## AIM OF THE TASK
Reproduce the material below word for word, starting at the line that contains "Expected behaviour: for every instance of the sunglasses" and stopping after its final line.
··· EXCERPTED DATA ···
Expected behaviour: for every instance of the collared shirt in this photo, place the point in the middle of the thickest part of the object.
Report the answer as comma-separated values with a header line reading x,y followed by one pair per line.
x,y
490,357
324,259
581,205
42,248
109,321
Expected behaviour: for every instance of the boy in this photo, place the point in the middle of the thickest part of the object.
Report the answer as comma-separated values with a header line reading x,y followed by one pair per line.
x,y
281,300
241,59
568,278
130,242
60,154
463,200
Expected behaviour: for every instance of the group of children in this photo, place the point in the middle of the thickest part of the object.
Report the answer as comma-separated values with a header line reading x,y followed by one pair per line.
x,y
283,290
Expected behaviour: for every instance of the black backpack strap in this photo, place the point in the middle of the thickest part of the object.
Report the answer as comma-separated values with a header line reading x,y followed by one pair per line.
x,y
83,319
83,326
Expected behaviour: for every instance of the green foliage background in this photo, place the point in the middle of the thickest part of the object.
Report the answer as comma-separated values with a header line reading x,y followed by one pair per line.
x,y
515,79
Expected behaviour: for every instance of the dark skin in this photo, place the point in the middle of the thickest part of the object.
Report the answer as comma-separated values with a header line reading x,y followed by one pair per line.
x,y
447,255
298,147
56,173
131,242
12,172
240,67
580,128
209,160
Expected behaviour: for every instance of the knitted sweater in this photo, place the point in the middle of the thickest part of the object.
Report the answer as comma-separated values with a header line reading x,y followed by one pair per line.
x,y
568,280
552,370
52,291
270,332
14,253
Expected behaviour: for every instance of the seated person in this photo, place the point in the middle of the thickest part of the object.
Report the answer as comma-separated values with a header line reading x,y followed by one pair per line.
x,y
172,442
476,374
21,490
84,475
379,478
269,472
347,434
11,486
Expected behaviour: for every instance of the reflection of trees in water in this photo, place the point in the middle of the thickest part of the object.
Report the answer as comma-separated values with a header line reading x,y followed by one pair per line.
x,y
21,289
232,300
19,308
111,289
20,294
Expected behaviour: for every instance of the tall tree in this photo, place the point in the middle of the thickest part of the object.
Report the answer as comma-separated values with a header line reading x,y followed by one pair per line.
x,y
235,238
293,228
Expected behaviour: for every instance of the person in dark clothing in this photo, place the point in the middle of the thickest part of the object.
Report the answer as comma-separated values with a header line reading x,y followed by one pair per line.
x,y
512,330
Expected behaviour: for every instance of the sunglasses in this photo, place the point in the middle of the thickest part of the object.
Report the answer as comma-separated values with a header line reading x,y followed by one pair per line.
···
## RESULT
Expected behaviour: for every instance of the sunglasses in this photo, place the point in the middle of the thickest part of the object.
Report the answer as comma-separated values with a header line reading x,y followed by one pair per line.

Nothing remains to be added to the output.